Quimper, Captain Manuel
b. 1757
d. 1844-04
Captain Manuel Quimper was a Spanish naval officer and explorer. He was sent to the Northwest Coast in 1789,1 during the British/Spanish competition for control over the coast, known as the Nootka Sound Controversy.2
During the Spanish attempt to permanently reoccupy Nootka Sound in 1790, Quimper sailed on the Princesa Real, the captured British Princess Royal, with Captain Gonzalo Lopez de Haro to explore the southern coast.3 Quimper and Haro charted the entrance to the Juan de Fuca Strait and named points in and near Sooke Inlet, where Haro landed and claimed posession for the King of Spain.4 They travelled up to Rosario Strait and Whidbey Island before returning to Nootka Sound.5 Mt. Manuel Quimper, near Victoria, and Quimper Penninsula, in Washington State, are named after Quimper.6
  • 1. Christon I. Archer, Quimper, Manuel The Canadian Encyclopedia.

======

▶ [Directions]: Return the entire entry on Captain Manuel Quimper word for word. The listing that comes next has no connection to the entry on Captain Manuel Quimper.

(Object pointing dataset rows)
======

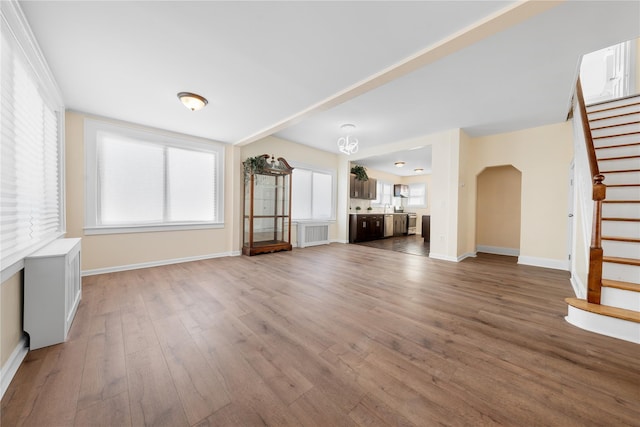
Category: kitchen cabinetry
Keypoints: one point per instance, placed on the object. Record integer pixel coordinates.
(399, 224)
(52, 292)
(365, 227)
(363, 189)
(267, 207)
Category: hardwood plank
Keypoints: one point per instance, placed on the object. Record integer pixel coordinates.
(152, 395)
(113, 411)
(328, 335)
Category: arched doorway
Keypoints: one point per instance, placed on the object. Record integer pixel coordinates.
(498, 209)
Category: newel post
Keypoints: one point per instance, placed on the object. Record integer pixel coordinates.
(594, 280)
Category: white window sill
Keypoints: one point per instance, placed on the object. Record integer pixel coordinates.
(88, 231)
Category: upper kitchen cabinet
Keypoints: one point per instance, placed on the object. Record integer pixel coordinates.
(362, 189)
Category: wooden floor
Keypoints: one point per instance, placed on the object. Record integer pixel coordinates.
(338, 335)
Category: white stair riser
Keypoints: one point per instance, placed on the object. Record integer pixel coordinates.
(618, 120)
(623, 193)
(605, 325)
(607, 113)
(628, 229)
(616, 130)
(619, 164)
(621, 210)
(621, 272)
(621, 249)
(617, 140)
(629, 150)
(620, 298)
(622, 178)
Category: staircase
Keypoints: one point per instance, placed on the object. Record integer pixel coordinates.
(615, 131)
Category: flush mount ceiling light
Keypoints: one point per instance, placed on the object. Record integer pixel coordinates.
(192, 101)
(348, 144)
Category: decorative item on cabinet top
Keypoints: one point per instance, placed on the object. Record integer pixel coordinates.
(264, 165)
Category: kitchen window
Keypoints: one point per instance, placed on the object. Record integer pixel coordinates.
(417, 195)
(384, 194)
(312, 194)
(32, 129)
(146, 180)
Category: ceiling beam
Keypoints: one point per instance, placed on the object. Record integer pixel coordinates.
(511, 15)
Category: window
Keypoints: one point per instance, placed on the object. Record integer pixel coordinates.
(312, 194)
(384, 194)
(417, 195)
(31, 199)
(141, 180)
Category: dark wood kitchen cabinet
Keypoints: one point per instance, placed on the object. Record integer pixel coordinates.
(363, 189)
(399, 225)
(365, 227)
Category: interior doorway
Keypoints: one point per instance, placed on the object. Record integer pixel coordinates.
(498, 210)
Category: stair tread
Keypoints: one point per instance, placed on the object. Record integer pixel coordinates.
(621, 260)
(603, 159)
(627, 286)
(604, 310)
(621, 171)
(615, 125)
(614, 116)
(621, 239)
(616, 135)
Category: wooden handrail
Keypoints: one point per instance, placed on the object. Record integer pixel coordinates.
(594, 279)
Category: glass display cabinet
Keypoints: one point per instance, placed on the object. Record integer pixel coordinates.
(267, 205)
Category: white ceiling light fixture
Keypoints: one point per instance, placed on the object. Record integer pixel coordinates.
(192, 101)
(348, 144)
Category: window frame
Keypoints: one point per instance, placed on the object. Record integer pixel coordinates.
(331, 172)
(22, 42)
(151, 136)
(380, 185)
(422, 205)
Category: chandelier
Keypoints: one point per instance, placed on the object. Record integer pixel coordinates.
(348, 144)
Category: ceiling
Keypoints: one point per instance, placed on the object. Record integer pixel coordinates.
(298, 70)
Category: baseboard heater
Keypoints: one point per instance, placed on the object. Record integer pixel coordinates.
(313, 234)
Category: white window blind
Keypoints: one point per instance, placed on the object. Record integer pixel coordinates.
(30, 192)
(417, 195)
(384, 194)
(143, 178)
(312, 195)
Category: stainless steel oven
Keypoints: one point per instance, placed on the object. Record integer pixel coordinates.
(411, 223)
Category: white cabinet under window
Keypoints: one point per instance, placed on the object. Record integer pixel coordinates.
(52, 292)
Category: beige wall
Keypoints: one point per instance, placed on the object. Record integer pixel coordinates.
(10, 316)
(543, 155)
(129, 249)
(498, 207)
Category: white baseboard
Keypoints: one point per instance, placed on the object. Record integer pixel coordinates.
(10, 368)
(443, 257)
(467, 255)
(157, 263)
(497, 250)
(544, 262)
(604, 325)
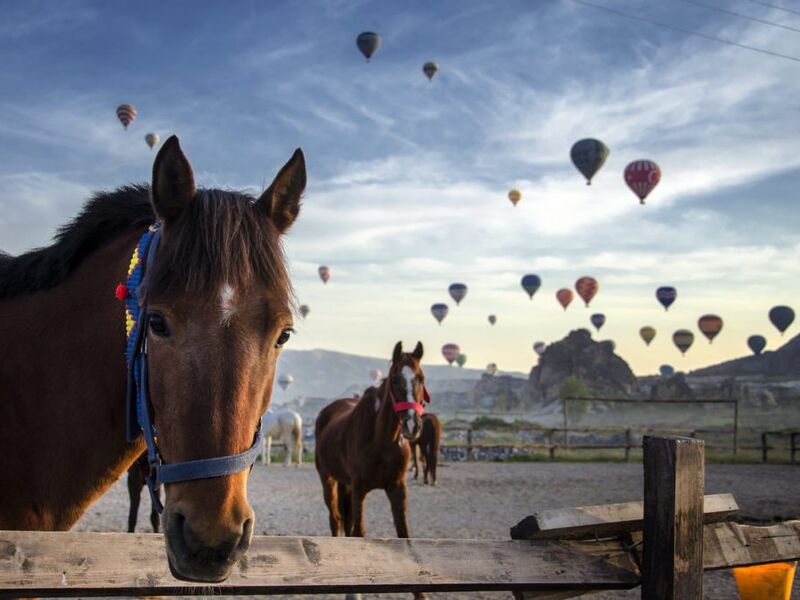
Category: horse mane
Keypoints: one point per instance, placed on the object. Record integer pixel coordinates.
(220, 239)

======

▶ [Output of the task]:
Quimper, Captain Manuel
b. 1757
d. 1844-04
Captain Manuel Quimper was a Spanish naval officer and explorer. He was sent to the Northwest Coast in 1789,1 during the British/Spanish competition for control over the coast, known as the Nootka Sound Controversy.2
During the Spanish attempt to permanently reoccupy Nootka Sound in 1790, Quimper sailed on the Princesa Real, the captured British Princess Royal, with Captain Gonzalo Lopez de Haro to explore the southern coast.3 Quimper and Haro charted the entrance to the Juan de Fuca Strait and named points in and near Sooke Inlet, where Haro landed and claimed posession for the King of Spain.4 They travelled up to Rosario Strait and Whidbey Island before returning to Nootka Sound.5 Mt. Manuel Quimper, near Victoria, and Quimper Penninsula, in Washington State, are named after Quimper.6
  • 1. Christon I. Archer, Quimper, Manuel The Canadian Encyclopedia.